In the records below, find the line containing "Question. Place a dot on every instance of the bud", then copy that line and all lines after it, exactly, omitting every picture.

** START Data for processing **

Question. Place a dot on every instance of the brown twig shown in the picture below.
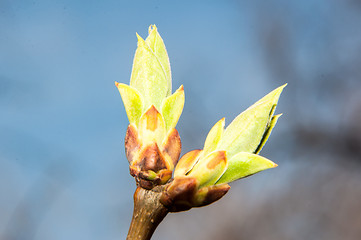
(147, 214)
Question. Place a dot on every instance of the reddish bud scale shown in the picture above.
(151, 164)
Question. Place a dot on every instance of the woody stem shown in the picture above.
(147, 214)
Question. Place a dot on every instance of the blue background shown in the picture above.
(63, 172)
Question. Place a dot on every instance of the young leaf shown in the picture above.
(155, 42)
(244, 164)
(132, 102)
(213, 137)
(172, 108)
(186, 163)
(246, 130)
(209, 169)
(267, 133)
(148, 76)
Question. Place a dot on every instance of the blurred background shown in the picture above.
(63, 172)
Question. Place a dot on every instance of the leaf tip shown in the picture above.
(140, 40)
(151, 28)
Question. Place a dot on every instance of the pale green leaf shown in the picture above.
(244, 164)
(246, 130)
(132, 102)
(210, 168)
(267, 133)
(213, 137)
(148, 76)
(186, 163)
(155, 42)
(172, 108)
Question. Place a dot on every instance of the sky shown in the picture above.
(63, 172)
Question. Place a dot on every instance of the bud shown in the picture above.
(202, 176)
(152, 143)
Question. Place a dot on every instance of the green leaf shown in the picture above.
(213, 137)
(209, 169)
(148, 76)
(132, 102)
(245, 132)
(155, 42)
(267, 133)
(172, 108)
(244, 164)
(186, 163)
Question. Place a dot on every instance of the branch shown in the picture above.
(148, 213)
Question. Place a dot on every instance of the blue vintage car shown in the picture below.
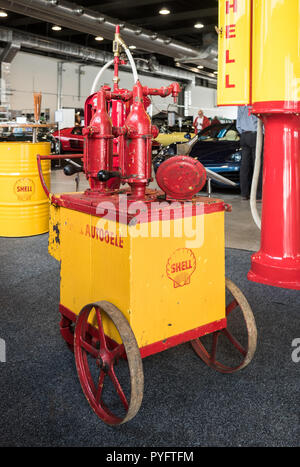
(217, 147)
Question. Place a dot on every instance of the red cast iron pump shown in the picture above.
(118, 142)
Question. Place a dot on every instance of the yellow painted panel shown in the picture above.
(276, 62)
(166, 302)
(94, 262)
(165, 284)
(24, 206)
(234, 52)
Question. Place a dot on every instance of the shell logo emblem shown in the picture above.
(180, 267)
(24, 189)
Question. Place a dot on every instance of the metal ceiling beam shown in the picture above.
(129, 4)
(189, 30)
(87, 21)
(74, 52)
(197, 15)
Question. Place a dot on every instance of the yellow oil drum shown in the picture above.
(24, 206)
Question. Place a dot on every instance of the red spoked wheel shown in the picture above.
(232, 348)
(111, 375)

** END Data for processing **

▸ Output
Question. Place a dot on every instance of the bud shown in the picture above.
(202, 176)
(152, 143)
Question. Place a dot on every instance of the green leaf shown in the picture above.
(213, 137)
(209, 169)
(148, 76)
(132, 102)
(245, 132)
(155, 42)
(267, 133)
(172, 108)
(244, 164)
(186, 163)
Question. Place a dot on every instance of the branch shown in the picture above.
(148, 213)
Question. Place a dot on every instance of the blue vintage car shown in the picture below.
(217, 147)
Question. Place a dot on every instance of the red cast iron pump shown in the picture above.
(118, 142)
Question. Place a dot on every instance of the yellow painted panel shown in the picture above.
(276, 62)
(166, 302)
(94, 262)
(165, 284)
(24, 206)
(234, 52)
Question. Place a dot on every instance of the shell logo emblem shown in the picture above.
(180, 267)
(24, 189)
Question. Place a dot on every instance of the metal ceiling beam shown in the picture above.
(129, 4)
(189, 30)
(87, 21)
(74, 52)
(197, 15)
Question. Place a dot on every instance of the yellow oil drum shown in the picture above.
(24, 206)
Question. Place a dot on every instance of the red spoked wheel shown in the picture above.
(232, 348)
(111, 375)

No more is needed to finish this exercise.